**Exercise inputs**
++++++++++

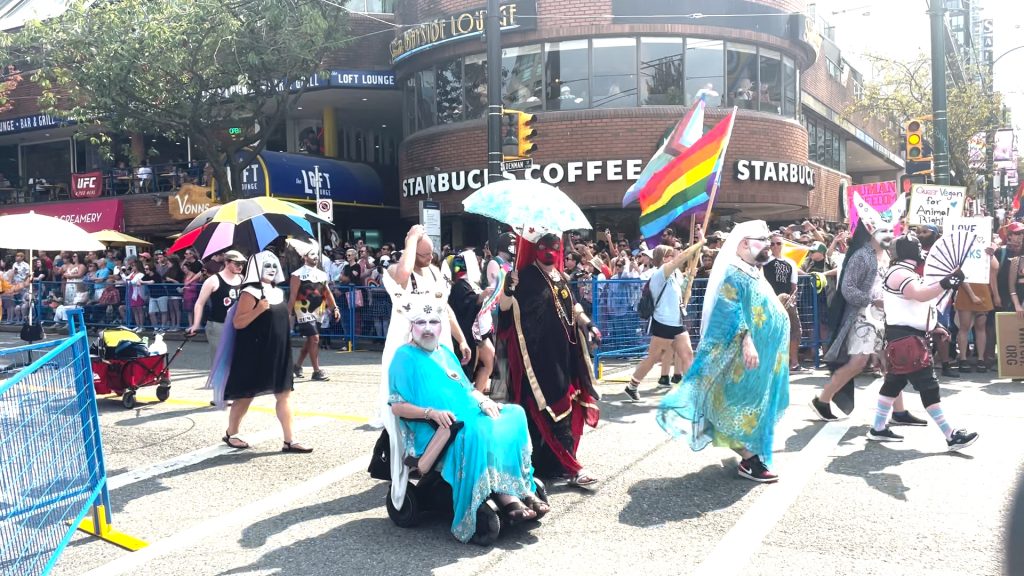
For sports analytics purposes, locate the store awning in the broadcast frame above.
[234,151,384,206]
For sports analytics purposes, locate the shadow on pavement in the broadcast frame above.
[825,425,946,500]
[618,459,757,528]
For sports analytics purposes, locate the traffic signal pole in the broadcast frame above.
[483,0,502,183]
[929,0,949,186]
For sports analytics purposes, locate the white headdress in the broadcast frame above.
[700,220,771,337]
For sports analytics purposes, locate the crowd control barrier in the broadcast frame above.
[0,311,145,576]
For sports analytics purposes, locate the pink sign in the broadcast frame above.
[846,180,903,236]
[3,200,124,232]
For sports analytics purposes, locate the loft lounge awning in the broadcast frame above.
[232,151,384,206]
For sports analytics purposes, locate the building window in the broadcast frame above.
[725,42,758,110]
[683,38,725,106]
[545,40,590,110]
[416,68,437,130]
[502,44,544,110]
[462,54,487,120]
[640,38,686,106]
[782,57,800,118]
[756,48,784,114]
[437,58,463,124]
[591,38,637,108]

++++++++++

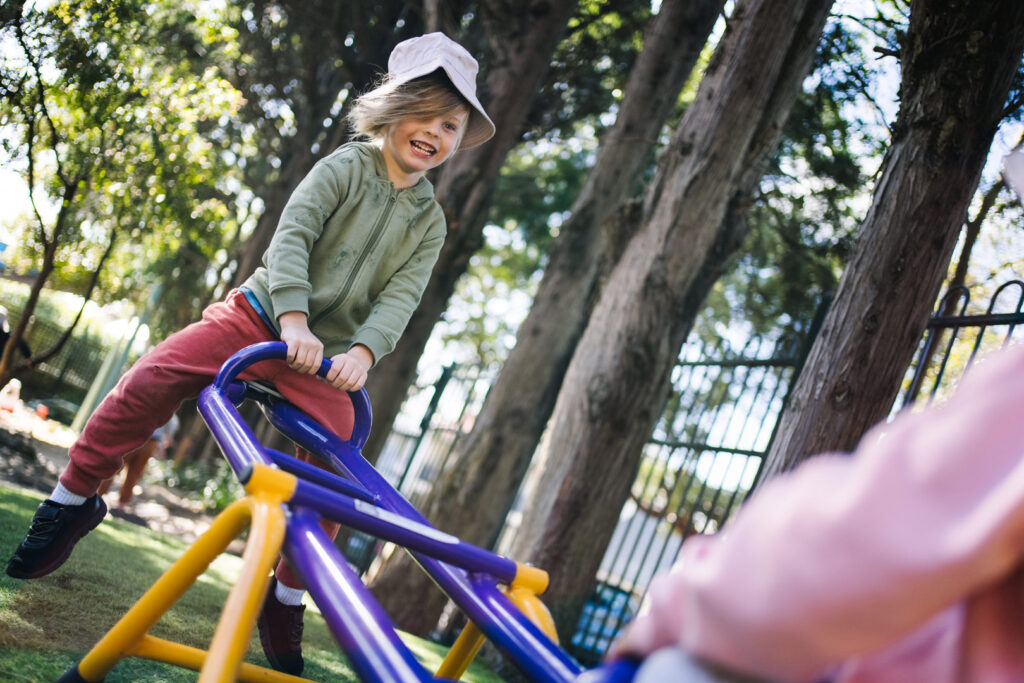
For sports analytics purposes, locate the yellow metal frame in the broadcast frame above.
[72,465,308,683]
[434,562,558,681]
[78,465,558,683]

++++++++++

**Directive**
Pick out each line of the items above that contains the word "awning", and copy those lines. Case counts.

**Expected output**
For sports analytics purposes, locate the store awning in the broadcast frame above.
For sports analytics purposes, locate the loft lounge awning in the broadcast frame above.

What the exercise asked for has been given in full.